● **Written instruction**
Lay out every line of the data below as a Markdown table with the columns Row and Line. Number the rows in order and leave out any blank lines.

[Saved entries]
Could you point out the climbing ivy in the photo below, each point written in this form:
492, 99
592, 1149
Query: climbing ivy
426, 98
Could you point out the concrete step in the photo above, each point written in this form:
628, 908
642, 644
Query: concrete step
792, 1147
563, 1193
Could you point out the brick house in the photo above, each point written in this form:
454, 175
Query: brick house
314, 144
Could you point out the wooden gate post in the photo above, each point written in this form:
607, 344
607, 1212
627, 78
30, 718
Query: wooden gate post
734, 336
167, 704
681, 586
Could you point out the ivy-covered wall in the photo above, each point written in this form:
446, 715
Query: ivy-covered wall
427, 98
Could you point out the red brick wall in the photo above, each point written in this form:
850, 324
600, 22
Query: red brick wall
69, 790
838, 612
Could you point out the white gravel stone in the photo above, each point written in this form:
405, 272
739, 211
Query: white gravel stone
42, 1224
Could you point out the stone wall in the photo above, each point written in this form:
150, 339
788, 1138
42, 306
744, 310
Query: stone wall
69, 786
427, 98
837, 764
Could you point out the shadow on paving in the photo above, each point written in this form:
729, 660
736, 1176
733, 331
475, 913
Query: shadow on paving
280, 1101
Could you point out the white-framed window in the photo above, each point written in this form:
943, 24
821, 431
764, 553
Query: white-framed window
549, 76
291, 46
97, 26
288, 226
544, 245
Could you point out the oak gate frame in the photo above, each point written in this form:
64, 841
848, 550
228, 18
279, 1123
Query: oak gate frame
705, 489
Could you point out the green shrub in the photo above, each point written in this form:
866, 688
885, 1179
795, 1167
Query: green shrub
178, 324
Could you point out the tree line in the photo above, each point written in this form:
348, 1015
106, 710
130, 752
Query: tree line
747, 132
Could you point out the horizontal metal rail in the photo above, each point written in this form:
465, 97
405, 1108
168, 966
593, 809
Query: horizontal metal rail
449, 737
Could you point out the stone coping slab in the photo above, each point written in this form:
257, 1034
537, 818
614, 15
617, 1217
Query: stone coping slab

● **Exercise output**
| Row | Line |
|---|---|
| 1 | Could you point out the climbing ivy in the photo below, each point written in this form: |
| 2 | 492, 99 |
| 3 | 592, 1149 |
| 4 | Query: climbing ivy |
| 5 | 426, 98 |
| 6 | Could you point out the concrete step in the photo above, each point written in this form: |
| 7 | 628, 908 |
| 8 | 642, 644 |
| 9 | Query: concrete step |
| 10 | 792, 1147 |
| 11 | 563, 1193 |
| 12 | Could you point out the brick house in the photo above, each point written in this form: |
| 13 | 454, 175 |
| 14 | Query: brick house |
| 15 | 314, 144 |
| 16 | Could you point out the wooden gate post in the photo above, each point written in this form: |
| 17 | 607, 344 |
| 18 | 607, 1212 |
| 19 | 627, 78 |
| 20 | 30, 718 |
| 21 | Query: wooden gate post |
| 22 | 734, 336 |
| 23 | 167, 704 |
| 24 | 681, 586 |
| 25 | Could you point out the ivy-covered wall in the photo above, each point written in this form: |
| 26 | 446, 715 |
| 27 | Query: ivy-covered wall |
| 28 | 427, 98 |
| 29 | Could you point out the red brick wall in the photo above, each point written in this form: |
| 30 | 850, 324 |
| 31 | 600, 22 |
| 32 | Query: red brick wall |
| 33 | 69, 790 |
| 34 | 838, 612 |
| 35 | Could you point out the white gravel stone in the photo above, each point written in this form: |
| 36 | 405, 272 |
| 37 | 739, 211 |
| 38 | Query: white gravel stone |
| 39 | 42, 1224 |
| 40 | Could you point out the stone wall in the photo above, each point written in this form: |
| 41 | 150, 339 |
| 42 | 788, 1138 |
| 43 | 42, 306 |
| 44 | 744, 310 |
| 45 | Query: stone wall |
| 46 | 69, 786 |
| 47 | 427, 98 |
| 48 | 837, 764 |
| 49 | Could you point out the shadow on paving in the photo above, each point written in this form: |
| 50 | 729, 660 |
| 51 | 736, 1176 |
| 52 | 733, 331 |
| 53 | 475, 913 |
| 54 | Query: shadow on paving |
| 55 | 280, 1101 |
| 56 | Could you point out the white-framed window in the photo above, each point written in this form: |
| 57 | 943, 24 |
| 58 | 821, 431 |
| 59 | 764, 553 |
| 60 | Query: white-framed window |
| 61 | 549, 76 |
| 62 | 291, 46 |
| 63 | 97, 26 |
| 64 | 288, 226 |
| 65 | 544, 245 |
| 66 | Could you point out the oak gate frame in the photo above, each point written in this form: |
| 67 | 64, 841 |
| 68 | 848, 550 |
| 69 | 228, 18 |
| 70 | 279, 1123 |
| 71 | Query: oak gate frame |
| 72 | 705, 489 |
| 73 | Could you point out the green shrub in the photo above, each point written in this form: |
| 74 | 866, 688 |
| 75 | 885, 1179 |
| 76 | 795, 1167 |
| 77 | Query: green shrub |
| 78 | 178, 324 |
| 79 | Could you point out the tree line in the photo above, each point written in this form: |
| 80 | 348, 1015 |
| 81 | 106, 710 |
| 82 | 130, 752 |
| 83 | Query: tree line |
| 84 | 747, 132 |
| 85 | Could you point out the horizontal metal rail in the photo above, each point written in this form: |
| 86 | 465, 97 |
| 87 | 405, 1108 |
| 88 | 168, 966 |
| 89 | 593, 809 |
| 90 | Query: horizontal metal rail |
| 91 | 449, 737 |
| 92 | Could you point out the stone coping slab in the photo above, each point written in this form: |
| 93 | 257, 1034 |
| 94 | 537, 818 |
| 95 | 614, 15 |
| 96 | 617, 1217 |
| 97 | Query: stone coping slab |